Les agriculteurs, nouveaux champions du numérique ?

De quoi DEMAIN sera-t-il fait ? Bpifrance s'est lancé le défi de mener une réflexion sur les sujets d'innovation qui révolutionneront notre quotidien dans les années à venir, du point de vue de notre transport, notre alimentation, notre santé, notre façon de commercer et de travailler. Pour cela, Bpifrance anime une démarche collective en mode projet, pilotée par les collaborateurs de Bpifrance et associant les acteurs des écosystèmes concernés. L’un des sujets stratégiques récemment traité est la transformation numérique de l’agriculture. Laurent Babut, investisseur au sein du pôle Ecotechnologies de Bpifrance, explique pourquoi les agriculteurs utilisent de plus en plus les outils numériques.
(Crédits : DR)

Lignes du jeu de données:
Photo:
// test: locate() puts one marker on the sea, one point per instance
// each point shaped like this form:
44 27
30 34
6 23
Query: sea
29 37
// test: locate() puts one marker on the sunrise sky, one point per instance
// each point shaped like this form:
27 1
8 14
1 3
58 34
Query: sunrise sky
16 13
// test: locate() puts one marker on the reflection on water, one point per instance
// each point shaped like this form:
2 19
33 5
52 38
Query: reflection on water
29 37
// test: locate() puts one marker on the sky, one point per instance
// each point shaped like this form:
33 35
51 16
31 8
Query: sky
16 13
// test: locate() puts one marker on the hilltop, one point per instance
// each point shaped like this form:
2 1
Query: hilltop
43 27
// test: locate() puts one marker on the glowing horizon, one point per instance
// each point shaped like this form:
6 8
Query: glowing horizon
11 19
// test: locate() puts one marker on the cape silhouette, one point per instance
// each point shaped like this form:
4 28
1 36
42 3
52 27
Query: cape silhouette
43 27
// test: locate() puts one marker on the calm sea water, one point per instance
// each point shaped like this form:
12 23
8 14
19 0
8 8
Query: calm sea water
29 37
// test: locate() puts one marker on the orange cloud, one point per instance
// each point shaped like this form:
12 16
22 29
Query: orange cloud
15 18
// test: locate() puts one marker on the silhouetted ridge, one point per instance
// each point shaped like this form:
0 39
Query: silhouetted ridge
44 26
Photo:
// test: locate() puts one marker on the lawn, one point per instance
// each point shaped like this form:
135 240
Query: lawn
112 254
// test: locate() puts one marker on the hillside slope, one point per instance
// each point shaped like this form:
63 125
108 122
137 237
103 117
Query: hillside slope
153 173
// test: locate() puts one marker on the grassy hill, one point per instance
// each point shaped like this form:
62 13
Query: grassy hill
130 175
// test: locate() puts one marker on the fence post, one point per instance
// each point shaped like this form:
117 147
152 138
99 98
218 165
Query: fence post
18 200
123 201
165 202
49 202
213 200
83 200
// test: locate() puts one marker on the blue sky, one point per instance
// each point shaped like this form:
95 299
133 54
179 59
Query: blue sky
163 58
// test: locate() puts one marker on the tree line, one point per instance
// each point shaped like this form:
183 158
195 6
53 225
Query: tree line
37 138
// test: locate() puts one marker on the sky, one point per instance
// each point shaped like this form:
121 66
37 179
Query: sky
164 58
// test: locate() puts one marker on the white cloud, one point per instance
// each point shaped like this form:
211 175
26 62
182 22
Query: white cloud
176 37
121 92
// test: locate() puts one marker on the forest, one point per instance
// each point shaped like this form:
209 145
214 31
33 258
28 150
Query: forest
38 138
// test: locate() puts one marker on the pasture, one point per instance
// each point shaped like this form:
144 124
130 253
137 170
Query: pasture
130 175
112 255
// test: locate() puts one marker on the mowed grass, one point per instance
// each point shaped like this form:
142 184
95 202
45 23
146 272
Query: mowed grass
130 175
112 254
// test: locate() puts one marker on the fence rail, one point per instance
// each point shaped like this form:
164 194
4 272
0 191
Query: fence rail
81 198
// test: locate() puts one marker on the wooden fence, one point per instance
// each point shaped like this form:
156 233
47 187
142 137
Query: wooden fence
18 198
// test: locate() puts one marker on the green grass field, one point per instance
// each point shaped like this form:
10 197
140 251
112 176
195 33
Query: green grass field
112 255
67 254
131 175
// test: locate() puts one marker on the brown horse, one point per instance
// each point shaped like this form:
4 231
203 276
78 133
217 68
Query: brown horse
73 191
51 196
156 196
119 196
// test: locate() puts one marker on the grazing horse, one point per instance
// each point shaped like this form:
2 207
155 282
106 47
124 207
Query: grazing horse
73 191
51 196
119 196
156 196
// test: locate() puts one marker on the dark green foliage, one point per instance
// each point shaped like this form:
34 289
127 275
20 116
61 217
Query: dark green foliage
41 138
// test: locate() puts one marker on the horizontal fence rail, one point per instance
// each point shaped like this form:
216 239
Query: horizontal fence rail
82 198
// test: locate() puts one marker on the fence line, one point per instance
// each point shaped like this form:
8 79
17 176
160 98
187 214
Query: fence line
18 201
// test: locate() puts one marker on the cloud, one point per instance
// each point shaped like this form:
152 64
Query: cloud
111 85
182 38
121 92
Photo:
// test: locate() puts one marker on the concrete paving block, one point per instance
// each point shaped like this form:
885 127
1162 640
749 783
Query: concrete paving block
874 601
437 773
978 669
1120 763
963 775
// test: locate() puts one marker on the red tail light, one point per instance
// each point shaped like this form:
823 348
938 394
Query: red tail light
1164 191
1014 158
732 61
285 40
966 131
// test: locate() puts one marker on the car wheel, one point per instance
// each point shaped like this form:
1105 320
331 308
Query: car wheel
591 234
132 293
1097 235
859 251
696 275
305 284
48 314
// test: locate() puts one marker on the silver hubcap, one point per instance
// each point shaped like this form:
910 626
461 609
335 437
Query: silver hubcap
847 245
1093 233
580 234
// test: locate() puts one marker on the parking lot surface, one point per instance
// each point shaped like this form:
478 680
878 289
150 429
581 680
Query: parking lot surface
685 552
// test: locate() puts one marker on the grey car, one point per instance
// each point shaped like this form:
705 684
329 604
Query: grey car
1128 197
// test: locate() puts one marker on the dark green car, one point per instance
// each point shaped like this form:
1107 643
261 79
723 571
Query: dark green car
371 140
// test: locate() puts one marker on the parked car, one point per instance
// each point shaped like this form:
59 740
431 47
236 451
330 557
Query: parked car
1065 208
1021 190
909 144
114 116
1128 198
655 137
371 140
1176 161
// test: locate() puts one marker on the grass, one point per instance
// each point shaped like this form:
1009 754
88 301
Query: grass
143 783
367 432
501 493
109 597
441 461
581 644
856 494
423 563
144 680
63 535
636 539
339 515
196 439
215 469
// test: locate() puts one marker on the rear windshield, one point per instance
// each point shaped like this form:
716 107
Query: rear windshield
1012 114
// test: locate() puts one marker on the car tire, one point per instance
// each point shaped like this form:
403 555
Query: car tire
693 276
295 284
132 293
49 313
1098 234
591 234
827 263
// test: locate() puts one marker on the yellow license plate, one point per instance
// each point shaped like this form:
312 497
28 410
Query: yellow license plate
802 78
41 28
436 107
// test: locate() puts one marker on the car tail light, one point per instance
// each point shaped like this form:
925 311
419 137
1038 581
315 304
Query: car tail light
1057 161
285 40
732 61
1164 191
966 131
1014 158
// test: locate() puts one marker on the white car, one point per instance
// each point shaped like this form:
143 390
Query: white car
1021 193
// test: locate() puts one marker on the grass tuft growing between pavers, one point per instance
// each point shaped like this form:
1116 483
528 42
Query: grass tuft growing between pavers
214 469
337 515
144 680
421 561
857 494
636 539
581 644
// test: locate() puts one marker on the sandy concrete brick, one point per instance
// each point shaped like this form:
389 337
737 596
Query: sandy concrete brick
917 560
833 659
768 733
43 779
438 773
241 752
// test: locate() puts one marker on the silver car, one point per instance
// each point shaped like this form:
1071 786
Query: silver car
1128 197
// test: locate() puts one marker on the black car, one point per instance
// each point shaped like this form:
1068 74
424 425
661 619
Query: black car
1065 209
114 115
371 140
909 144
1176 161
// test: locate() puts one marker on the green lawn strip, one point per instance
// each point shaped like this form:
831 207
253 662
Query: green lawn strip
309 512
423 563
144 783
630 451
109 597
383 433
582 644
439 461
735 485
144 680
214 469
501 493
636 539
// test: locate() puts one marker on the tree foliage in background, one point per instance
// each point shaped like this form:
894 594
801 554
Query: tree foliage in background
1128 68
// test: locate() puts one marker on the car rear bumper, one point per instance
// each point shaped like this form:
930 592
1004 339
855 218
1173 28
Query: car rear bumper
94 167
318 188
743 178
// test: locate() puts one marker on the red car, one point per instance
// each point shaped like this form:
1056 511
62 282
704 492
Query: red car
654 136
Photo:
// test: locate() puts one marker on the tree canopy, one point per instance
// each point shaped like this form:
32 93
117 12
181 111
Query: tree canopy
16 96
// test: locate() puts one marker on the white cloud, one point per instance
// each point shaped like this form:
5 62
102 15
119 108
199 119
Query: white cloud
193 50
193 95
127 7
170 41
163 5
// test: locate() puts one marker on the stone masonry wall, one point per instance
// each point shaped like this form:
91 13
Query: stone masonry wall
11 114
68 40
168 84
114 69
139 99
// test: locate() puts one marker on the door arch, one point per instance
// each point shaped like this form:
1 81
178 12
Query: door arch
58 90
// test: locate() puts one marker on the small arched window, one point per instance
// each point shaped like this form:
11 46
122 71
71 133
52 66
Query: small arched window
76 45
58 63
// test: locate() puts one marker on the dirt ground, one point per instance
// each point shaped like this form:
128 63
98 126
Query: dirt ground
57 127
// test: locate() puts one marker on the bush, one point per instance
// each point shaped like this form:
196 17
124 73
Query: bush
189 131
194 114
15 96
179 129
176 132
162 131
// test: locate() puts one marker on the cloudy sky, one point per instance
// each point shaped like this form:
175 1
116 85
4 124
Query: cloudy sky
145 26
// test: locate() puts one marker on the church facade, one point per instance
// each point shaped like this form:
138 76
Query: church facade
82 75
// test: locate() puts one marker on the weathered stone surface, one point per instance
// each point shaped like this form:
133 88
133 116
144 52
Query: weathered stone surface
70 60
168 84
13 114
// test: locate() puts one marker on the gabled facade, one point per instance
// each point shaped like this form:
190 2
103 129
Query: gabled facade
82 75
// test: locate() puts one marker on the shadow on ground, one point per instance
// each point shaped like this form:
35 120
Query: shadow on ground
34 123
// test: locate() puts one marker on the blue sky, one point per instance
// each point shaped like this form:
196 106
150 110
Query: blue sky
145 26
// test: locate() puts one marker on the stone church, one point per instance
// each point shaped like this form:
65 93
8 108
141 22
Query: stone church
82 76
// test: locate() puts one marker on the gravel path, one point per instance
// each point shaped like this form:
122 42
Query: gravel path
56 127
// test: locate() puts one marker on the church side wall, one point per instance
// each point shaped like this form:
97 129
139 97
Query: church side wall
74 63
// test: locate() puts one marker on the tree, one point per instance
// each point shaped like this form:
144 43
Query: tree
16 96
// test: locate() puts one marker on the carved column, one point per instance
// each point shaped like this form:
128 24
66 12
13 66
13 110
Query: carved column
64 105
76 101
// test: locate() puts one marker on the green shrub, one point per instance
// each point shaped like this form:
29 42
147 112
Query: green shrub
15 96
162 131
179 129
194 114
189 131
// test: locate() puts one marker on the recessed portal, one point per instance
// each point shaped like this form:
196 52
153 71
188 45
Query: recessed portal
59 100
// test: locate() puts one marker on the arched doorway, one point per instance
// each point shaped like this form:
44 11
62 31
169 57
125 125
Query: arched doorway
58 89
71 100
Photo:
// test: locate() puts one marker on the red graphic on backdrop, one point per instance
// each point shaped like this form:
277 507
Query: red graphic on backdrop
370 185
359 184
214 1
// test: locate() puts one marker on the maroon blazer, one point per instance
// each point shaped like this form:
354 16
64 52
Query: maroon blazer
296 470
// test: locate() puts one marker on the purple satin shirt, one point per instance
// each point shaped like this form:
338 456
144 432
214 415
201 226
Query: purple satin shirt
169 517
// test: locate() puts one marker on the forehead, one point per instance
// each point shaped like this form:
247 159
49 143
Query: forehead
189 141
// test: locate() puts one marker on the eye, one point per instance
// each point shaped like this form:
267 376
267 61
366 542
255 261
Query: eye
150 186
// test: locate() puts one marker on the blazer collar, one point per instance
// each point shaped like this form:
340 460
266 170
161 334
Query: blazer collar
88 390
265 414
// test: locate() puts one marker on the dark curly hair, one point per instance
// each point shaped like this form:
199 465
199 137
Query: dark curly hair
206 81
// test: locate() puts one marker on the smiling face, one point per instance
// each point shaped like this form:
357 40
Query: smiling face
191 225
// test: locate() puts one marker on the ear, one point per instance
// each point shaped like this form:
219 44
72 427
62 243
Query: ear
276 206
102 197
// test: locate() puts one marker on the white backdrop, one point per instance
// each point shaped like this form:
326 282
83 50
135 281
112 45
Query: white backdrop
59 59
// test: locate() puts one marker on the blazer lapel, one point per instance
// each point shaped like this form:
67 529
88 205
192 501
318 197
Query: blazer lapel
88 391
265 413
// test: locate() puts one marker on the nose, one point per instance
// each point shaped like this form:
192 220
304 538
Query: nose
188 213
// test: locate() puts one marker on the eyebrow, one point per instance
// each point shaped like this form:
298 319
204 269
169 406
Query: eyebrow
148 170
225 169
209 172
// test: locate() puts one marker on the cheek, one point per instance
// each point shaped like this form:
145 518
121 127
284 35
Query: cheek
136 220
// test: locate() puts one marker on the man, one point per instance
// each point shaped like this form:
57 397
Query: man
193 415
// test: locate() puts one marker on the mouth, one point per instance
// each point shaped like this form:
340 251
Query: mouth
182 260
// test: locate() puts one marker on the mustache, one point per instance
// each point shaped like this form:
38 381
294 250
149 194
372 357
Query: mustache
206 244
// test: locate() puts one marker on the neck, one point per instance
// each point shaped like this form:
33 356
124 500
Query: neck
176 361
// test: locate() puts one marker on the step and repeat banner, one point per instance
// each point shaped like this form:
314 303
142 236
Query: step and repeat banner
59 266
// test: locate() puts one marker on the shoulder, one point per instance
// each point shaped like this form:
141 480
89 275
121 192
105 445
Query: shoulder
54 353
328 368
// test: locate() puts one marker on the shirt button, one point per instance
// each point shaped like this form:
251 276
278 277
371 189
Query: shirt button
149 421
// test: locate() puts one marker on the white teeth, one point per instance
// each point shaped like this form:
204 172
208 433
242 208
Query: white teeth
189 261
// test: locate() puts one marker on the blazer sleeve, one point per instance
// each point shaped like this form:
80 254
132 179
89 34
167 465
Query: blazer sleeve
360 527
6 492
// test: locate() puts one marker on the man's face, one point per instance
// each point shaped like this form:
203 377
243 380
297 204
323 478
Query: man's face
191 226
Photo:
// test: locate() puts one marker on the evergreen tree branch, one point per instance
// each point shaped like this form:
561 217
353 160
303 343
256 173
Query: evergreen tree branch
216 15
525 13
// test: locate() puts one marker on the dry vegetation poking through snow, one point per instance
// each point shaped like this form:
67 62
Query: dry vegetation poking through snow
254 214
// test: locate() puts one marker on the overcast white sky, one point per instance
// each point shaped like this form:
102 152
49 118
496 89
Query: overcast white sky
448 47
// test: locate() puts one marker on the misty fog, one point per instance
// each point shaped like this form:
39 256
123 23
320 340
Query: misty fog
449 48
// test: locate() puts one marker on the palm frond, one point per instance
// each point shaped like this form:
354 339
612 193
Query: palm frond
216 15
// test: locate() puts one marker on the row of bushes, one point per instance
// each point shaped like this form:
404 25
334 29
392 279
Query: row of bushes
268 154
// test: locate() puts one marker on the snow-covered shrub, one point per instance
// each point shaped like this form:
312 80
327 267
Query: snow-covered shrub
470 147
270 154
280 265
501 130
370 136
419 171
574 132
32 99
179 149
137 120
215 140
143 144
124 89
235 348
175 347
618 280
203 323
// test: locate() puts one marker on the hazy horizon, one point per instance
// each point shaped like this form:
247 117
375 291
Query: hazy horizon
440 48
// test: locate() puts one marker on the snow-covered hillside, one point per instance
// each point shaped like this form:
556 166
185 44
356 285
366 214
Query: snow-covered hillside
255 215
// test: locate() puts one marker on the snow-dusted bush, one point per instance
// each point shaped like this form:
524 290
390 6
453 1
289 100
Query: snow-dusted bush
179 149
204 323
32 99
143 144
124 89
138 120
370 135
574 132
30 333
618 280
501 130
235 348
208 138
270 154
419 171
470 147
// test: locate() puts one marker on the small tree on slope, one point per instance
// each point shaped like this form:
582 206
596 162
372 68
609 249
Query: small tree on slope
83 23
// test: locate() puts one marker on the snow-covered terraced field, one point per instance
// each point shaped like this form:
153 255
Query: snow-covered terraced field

*Énoncé 1*
Répondez aux questions suivantes à partir de l'article sur les agriculteurs et le numérique :
(a) Dans quels domaines de notre quotidien Bpifrance entend-il examiner les sujets d'innovation ?
(b) Par qui la démarche collective animée par Bpifrance est-elle pilotée ?
(c) Quelle fonction Laurent Babut occupe-t-il ?
*Énoncé 2*
Rédigez la suite de l'article sur les agriculteurs et le numérique, à partir de l'endroit où il s'interrompt.
Les lignes ci-dessus constituent un matériau distinct de l'article.

*Réponse attendue 1*
(a) Le transport, l'alimentation, la santé, ainsi que la façon de commercer et de travailler.
(b) Par les collaborateurs de Bpifrance.
(c) Il est investisseur au sein du pôle Ecotechnologies de Bpifrance.

*Réponse attendue 2*
Casquette, salopette et cigarette roulée à la bouche : cette image d'Epinal du paysan n'a plus grand chose à voir avec la réalité actuelle des agriculteurs, de plus en plus équipés d'outils numériques. « On estime qu'environ 85 % des agriculteurs se connectent au moins une fois par jour à Internet, c'est plus que la moyenne des Français (1). Et que les deux tiers d'entre eux utilisent au moins un objet connecté sur leur exploitation (station météo, caméra, etc.) » estime Laurent Babut du fonds Ecotechnologies géré par Bpifrance.

Une évolution qui devrait continuer à s'accélérer, la moitié des exploitants agricoles devant partir à la retraite dans les 10 prochaines années. Les générations suivantes, elles, sont de plus en plus intéressées par la robotique, à l'image des robots maraîchers de la société Naïo, qui permet une agriculture plus respectueuse de l'environnement, ou des drones, comme ceux de la startup Chouette pour surveiller les vignes.

On peut aussi évoquer le projet Connecting Food, qui propose une solution de traçabilité basée sur la blockchain pour apporter de la transparence aux produits agroalimentaires. « En scannant un simple QR Code sur un paquet de farine, vous pouvez instantanément savoir où a été cultivé le blé, dans quelle usine il a été transformé, et à quelles normes il répond. Ces solutions peuvent permettre aux consommateurs de retrouver de la confiance dans les marques alimentaires et aux agriculteurs de percevoir une rémunération plus juste » décrit Laurent Babut.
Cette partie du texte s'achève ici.